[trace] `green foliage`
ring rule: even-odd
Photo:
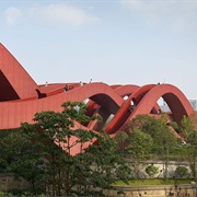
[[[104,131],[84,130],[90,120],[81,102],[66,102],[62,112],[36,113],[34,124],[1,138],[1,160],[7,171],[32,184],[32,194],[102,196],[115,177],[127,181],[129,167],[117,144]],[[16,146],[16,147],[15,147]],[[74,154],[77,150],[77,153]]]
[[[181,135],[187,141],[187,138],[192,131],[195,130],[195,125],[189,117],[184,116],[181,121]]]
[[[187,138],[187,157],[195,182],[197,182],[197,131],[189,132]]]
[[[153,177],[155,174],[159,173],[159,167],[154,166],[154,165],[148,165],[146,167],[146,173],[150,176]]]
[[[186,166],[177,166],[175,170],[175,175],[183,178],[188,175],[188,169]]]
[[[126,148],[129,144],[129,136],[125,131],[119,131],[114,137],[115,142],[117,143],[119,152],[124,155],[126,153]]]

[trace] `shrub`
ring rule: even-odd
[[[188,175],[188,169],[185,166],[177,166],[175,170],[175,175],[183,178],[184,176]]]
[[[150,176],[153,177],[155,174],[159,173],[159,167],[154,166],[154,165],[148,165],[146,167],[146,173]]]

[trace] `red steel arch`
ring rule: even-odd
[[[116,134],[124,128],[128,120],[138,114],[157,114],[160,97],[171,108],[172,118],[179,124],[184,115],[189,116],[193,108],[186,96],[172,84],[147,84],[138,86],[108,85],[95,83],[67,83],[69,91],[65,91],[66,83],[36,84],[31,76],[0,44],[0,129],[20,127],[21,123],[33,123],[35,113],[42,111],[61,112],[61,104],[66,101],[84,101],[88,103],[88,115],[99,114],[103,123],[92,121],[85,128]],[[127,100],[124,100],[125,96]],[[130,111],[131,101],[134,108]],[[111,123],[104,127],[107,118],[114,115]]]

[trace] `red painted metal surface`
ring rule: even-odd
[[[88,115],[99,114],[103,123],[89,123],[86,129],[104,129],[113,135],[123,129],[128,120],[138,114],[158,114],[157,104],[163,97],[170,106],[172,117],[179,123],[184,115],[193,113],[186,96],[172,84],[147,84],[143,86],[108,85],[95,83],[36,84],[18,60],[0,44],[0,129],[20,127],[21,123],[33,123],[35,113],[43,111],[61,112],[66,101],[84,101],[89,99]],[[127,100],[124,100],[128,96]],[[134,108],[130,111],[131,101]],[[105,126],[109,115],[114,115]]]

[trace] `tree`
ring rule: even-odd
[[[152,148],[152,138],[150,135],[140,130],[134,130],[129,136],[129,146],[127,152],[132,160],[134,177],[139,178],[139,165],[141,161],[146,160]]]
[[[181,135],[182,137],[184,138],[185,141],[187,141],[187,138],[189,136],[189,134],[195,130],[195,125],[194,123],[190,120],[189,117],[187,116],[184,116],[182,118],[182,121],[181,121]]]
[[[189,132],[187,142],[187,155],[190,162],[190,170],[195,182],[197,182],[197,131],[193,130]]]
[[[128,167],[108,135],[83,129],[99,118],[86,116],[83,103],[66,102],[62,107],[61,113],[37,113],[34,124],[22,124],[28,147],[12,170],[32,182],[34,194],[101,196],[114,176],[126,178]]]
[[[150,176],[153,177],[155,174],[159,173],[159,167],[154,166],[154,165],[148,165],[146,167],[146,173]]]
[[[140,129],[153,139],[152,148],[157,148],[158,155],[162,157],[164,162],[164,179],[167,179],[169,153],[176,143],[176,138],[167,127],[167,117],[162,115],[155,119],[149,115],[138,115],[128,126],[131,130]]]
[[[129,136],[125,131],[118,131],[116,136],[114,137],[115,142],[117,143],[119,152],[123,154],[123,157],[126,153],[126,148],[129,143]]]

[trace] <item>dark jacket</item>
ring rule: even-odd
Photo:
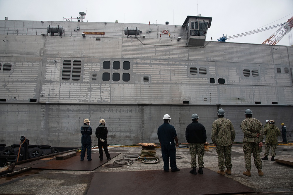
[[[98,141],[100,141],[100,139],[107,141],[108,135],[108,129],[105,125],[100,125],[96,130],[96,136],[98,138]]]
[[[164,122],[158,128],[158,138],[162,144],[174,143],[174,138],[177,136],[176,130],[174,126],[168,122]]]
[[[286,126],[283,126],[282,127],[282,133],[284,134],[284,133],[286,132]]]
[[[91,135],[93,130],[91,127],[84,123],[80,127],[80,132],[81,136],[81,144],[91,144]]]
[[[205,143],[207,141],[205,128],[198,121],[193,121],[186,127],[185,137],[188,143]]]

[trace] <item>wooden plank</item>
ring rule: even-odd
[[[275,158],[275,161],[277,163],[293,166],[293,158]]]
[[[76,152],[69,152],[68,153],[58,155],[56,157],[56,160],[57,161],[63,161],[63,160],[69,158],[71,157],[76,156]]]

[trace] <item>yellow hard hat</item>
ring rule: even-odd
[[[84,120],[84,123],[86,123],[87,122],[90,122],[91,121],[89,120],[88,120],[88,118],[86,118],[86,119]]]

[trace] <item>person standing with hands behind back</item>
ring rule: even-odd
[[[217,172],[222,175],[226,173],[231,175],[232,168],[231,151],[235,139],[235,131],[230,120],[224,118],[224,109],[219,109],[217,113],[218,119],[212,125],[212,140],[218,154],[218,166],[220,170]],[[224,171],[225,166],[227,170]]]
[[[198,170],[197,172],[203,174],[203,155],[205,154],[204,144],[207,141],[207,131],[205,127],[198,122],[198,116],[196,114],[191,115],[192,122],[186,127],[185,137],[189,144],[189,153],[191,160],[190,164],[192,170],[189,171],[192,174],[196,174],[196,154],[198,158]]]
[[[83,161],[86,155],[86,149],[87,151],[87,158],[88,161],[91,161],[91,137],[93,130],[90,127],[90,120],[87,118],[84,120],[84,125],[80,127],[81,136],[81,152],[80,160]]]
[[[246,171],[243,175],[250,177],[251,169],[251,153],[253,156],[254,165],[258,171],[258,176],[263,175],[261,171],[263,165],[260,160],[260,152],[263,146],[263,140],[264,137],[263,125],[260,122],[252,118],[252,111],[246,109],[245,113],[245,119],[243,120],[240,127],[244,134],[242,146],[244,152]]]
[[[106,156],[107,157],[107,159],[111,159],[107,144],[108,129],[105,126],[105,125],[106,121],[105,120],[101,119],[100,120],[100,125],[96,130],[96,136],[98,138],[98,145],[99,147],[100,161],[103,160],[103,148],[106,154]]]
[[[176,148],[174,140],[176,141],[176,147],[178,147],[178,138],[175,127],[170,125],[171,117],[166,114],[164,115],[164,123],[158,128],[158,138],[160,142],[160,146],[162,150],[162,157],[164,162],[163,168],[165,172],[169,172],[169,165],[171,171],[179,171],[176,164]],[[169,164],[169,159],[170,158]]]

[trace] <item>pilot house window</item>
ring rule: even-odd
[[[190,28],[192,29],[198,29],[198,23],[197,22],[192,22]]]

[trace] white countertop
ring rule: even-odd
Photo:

####

AIM -
Return the lines from the one containing "[trace] white countertop" through the last line of the rows, both included, without any changes.

SOLUTION BELOW -
[trace] white countertop
ring rule: even-odd
Photo:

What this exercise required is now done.